Directions: All that is wanted is a word-for-word copy of the line with "Can you find the forested" and every line after it in the data below.

====== Input for this task ======

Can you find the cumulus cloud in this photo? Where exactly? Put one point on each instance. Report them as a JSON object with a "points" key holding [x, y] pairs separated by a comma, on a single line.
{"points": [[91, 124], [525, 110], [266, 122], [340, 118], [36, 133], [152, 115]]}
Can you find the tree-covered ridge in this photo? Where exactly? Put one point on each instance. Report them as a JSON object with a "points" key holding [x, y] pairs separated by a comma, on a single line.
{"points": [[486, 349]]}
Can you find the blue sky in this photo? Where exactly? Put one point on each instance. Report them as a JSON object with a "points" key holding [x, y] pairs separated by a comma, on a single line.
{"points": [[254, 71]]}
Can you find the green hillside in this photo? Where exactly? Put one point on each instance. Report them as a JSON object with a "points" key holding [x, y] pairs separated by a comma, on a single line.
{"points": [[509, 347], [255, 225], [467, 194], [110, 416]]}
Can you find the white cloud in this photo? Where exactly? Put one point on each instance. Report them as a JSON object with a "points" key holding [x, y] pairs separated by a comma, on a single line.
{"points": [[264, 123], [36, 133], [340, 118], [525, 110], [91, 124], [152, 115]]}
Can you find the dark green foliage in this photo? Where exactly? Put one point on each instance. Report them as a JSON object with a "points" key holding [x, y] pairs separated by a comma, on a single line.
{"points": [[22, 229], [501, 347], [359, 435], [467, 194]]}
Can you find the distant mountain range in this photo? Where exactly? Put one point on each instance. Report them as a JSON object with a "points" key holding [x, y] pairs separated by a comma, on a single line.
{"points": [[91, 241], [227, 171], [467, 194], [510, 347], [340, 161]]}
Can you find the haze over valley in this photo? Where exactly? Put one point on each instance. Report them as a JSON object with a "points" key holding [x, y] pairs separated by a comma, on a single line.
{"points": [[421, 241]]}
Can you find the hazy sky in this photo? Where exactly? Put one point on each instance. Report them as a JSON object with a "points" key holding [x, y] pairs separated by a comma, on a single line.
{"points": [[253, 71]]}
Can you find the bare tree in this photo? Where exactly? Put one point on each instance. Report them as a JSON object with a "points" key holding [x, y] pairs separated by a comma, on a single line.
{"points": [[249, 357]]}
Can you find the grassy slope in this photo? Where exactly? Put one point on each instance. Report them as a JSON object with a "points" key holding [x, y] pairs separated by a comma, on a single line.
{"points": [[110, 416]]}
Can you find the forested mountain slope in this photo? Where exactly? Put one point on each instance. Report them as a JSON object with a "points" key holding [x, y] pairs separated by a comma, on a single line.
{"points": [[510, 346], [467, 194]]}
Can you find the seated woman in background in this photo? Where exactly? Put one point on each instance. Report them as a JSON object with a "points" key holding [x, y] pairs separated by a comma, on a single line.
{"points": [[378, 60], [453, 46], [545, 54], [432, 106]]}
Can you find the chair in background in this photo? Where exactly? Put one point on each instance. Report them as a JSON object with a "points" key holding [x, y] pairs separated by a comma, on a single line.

======

Task response:
Can you find the forested mountain slope in this photo? Where exactly? Put one point on each instance. Report them as a JSON object with a "points" key holding [x, y] pairs separated by a comma, on a single line.
{"points": [[510, 346], [467, 194]]}
Can you find the seated woman in background in this photo? Where exactly? Put one point on each instance. Report them as a JSON object with a "points" key holding [x, y] pairs separated by a comma, on a single line.
{"points": [[378, 60], [453, 46], [545, 54], [432, 106]]}
Can you find the chair in background in this photo? Where exactly? Put one point on each instance. Report them as a JSON object with a "points" key holding [x, y] pairs separated by a comma, on a single line.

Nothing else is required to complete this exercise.